Could you arrange the data items below as a two-column CSV with the header request,answer and one line for each row? Put the row's full text in the request field and all of its answers in the answer field, quote both fields, and turn line breaks into spaces.

-- Begin Entries provided --

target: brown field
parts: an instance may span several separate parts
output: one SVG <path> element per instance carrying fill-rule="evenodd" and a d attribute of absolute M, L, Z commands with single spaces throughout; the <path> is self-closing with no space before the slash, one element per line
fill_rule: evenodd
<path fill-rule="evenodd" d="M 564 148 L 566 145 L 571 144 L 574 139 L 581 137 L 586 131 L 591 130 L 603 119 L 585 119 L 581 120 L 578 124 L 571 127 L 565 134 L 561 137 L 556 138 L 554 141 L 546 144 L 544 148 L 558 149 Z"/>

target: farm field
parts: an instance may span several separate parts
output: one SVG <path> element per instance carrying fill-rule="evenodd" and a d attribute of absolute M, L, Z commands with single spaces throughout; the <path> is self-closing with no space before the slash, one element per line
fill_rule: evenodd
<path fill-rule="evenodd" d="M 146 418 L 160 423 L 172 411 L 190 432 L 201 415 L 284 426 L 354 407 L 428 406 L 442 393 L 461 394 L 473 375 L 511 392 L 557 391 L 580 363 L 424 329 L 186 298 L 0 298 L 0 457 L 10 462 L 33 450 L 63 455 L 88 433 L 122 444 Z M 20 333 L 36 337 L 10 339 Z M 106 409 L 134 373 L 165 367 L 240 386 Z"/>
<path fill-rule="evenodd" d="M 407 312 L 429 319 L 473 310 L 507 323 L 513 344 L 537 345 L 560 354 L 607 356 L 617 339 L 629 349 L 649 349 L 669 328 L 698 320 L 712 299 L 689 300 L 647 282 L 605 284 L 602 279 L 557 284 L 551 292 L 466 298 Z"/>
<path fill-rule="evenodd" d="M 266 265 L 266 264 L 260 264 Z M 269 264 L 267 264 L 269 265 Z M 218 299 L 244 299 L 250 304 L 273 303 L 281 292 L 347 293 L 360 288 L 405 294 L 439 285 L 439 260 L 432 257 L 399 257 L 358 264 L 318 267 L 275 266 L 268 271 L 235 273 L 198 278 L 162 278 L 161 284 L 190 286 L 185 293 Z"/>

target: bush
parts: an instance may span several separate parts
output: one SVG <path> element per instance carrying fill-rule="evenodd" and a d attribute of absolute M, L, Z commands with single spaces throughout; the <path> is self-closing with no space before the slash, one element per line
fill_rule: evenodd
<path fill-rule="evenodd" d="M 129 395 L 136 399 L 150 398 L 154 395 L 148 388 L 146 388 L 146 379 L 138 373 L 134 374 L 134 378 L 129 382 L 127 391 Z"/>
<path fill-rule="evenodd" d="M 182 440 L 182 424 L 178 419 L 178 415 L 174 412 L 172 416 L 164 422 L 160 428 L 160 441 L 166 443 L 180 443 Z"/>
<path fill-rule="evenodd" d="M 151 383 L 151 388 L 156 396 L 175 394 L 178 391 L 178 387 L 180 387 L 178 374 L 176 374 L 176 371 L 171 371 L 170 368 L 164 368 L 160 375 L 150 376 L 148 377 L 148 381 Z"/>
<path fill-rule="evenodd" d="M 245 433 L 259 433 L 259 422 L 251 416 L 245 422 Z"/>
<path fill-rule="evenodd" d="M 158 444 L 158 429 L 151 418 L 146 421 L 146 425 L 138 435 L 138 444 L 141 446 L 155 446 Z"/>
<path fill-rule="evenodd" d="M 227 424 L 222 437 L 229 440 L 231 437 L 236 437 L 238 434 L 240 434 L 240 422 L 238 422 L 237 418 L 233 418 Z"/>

-- End Entries provided --

Solved exercise
request,answer
"target: brown field parts: an instance may span several separate parts output: one SVG <path> element per instance carrying fill-rule=""evenodd"" and a d attribute of absolute M, L, Z commands with single spaces throughout; the <path> is self-closing with no space before the slash, one element per line fill_rule: evenodd","<path fill-rule=""evenodd"" d=""M 564 148 L 566 145 L 571 144 L 574 139 L 581 137 L 586 131 L 591 130 L 603 119 L 585 119 L 581 120 L 578 124 L 571 127 L 565 134 L 561 137 L 556 138 L 554 141 L 546 144 L 544 148 L 558 149 Z""/>"
"target: farm field parts: an instance may span several separate parts output: one SVG <path> element per instance carrying fill-rule=""evenodd"" and a d attribute of absolute M, L, Z commands with single spaces throughout; the <path> is self-closing with no space before the slash, one element per line fill_rule: evenodd","<path fill-rule=""evenodd"" d=""M 146 418 L 160 423 L 172 411 L 190 432 L 201 415 L 284 426 L 354 407 L 428 406 L 442 393 L 461 394 L 473 375 L 511 392 L 557 391 L 580 363 L 424 329 L 186 298 L 0 298 L 0 457 L 10 462 L 33 450 L 63 455 L 88 433 L 122 444 Z M 20 333 L 36 337 L 10 339 Z M 106 409 L 134 373 L 165 367 L 240 386 Z""/> <path fill-rule=""evenodd"" d=""M 407 312 L 429 319 L 473 310 L 507 323 L 513 344 L 537 345 L 560 354 L 607 356 L 617 339 L 629 349 L 649 349 L 669 328 L 698 320 L 712 299 L 689 300 L 647 282 L 605 284 L 602 279 L 557 284 L 551 292 L 466 298 Z""/> <path fill-rule=""evenodd"" d=""M 266 265 L 266 264 L 260 264 Z M 269 264 L 267 264 L 269 265 Z M 218 299 L 244 299 L 250 304 L 273 303 L 281 292 L 347 293 L 360 288 L 405 294 L 439 285 L 439 260 L 432 257 L 399 257 L 358 264 L 318 267 L 275 266 L 268 271 L 235 273 L 198 278 L 162 278 L 161 284 L 190 286 L 185 293 Z""/>"
"target: bush parts: an instance may span several separate parts output: one SVG <path> element per instance carrying fill-rule=""evenodd"" and a d attribute of absolute M, L, Z commands with single spaces throughout; the <path> is self-closing with no space before the slash, one element per line fill_rule: evenodd","<path fill-rule=""evenodd"" d=""M 129 395 L 136 399 L 150 398 L 154 395 L 148 388 L 146 388 L 146 379 L 138 373 L 134 374 L 134 378 L 129 382 L 127 391 Z""/> <path fill-rule=""evenodd"" d=""M 182 440 L 182 424 L 178 419 L 178 415 L 174 412 L 172 416 L 164 422 L 160 428 L 160 441 L 166 443 L 180 443 Z""/> <path fill-rule=""evenodd"" d=""M 151 383 L 151 388 L 156 396 L 175 394 L 178 391 L 178 387 L 180 387 L 178 374 L 176 374 L 176 371 L 171 371 L 170 368 L 164 368 L 160 375 L 150 376 L 148 377 L 148 381 Z""/> <path fill-rule=""evenodd"" d=""M 245 433 L 259 433 L 259 422 L 251 416 L 245 422 Z""/> <path fill-rule=""evenodd"" d=""M 158 444 L 158 429 L 151 418 L 146 421 L 146 425 L 138 435 L 138 444 L 141 446 L 155 446 Z""/> <path fill-rule=""evenodd"" d=""M 227 424 L 222 437 L 229 440 L 231 437 L 236 437 L 238 434 L 240 434 L 240 422 L 238 422 L 237 418 L 233 418 Z""/>"